▶ **TASK BRIEF**: Count how many of the lines below contain the string "segment", treating uppercase and lowercase as different. Reply with the number alone.

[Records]
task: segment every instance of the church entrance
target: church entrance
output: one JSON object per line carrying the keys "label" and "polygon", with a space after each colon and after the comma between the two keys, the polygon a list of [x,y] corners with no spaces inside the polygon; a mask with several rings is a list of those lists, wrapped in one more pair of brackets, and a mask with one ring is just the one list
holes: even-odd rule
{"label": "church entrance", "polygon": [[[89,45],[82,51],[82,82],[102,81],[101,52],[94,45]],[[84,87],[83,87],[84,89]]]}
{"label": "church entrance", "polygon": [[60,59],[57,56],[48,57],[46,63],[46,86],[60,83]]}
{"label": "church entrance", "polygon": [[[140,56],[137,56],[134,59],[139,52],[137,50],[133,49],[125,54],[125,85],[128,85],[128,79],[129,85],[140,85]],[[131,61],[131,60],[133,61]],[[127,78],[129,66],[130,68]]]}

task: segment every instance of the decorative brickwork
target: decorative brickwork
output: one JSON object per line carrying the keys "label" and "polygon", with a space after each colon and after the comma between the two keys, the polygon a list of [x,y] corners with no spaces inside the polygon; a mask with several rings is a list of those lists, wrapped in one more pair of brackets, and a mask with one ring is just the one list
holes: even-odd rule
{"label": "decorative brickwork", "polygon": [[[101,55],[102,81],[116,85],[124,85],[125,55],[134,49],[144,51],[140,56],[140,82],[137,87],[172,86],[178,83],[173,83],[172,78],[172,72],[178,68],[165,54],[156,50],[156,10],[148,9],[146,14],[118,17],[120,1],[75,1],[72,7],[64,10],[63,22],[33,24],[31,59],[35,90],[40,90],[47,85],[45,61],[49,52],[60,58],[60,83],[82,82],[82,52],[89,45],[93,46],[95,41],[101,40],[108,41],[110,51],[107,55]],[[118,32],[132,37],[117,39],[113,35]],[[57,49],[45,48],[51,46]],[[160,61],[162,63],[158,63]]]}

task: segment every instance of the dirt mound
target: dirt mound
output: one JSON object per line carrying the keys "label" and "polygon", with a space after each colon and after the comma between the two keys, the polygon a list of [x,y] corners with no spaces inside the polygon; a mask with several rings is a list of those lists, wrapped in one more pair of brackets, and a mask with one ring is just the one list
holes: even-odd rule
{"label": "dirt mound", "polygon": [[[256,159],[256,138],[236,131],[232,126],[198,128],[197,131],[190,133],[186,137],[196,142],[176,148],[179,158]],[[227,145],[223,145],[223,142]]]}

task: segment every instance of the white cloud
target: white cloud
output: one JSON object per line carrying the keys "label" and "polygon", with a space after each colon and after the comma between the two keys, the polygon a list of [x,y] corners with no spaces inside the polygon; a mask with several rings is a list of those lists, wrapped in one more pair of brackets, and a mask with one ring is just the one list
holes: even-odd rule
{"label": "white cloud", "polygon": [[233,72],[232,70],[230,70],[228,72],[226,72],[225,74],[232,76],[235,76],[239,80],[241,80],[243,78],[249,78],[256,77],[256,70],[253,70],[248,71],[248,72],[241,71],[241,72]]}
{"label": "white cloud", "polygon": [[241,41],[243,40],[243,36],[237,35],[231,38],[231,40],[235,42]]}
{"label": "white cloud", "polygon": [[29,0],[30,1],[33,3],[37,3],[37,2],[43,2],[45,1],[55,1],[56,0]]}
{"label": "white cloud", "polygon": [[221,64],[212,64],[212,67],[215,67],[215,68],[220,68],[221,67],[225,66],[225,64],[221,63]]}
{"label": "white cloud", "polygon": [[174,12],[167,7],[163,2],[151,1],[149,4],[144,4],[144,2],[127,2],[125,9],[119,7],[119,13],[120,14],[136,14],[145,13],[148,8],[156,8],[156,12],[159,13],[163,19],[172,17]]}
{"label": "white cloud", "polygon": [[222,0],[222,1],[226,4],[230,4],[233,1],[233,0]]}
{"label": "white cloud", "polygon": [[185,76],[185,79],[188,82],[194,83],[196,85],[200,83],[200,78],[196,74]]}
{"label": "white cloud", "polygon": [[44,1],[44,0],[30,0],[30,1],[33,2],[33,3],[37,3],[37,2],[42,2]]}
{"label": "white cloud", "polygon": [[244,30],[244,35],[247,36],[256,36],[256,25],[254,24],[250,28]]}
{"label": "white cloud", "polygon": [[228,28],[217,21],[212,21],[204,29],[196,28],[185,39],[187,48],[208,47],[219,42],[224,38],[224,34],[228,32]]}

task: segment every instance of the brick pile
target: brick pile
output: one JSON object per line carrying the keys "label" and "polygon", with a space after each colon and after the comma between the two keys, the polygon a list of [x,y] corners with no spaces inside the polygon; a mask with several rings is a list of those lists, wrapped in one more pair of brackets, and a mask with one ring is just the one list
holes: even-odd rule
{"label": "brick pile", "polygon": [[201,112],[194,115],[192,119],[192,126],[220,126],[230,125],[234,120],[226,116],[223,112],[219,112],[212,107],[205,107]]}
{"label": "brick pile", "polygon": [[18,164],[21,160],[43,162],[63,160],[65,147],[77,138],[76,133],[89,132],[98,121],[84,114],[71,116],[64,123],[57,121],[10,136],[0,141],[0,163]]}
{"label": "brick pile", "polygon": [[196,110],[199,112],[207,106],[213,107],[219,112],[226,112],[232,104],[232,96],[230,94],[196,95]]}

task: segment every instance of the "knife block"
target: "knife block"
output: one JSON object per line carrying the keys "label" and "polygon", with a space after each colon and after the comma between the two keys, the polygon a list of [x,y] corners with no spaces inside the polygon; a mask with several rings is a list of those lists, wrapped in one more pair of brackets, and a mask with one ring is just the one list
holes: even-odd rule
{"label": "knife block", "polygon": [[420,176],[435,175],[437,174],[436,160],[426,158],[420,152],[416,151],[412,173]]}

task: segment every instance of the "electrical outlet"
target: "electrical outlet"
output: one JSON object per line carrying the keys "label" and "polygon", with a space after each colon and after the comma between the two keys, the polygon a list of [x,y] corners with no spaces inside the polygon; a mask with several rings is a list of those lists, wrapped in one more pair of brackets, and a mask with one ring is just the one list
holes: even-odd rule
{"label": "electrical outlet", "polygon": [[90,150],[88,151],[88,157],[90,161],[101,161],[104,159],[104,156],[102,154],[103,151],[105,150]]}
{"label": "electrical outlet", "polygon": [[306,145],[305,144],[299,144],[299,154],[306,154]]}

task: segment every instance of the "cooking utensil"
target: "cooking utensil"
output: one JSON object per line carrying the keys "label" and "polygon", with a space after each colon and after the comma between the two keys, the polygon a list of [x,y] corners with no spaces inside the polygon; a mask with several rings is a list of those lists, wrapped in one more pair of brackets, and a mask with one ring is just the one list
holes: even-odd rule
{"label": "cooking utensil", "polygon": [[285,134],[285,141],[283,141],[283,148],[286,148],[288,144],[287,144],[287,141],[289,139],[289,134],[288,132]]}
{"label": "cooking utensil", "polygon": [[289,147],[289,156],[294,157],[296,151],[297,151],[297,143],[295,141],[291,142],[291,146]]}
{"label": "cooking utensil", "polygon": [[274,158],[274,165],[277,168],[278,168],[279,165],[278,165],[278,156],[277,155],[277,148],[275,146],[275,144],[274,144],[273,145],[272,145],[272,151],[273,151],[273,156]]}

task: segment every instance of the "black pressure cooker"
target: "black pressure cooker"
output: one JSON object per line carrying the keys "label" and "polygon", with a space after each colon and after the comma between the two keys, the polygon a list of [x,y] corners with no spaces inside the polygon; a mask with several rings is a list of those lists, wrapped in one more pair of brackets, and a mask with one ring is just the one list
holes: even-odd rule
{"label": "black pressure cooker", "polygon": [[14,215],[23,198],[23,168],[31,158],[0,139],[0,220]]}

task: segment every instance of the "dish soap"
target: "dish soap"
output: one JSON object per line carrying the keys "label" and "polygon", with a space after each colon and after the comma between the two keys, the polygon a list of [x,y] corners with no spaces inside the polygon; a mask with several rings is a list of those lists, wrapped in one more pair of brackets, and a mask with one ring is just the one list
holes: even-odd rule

▶ **ANSWER TO THIS TASK**: 10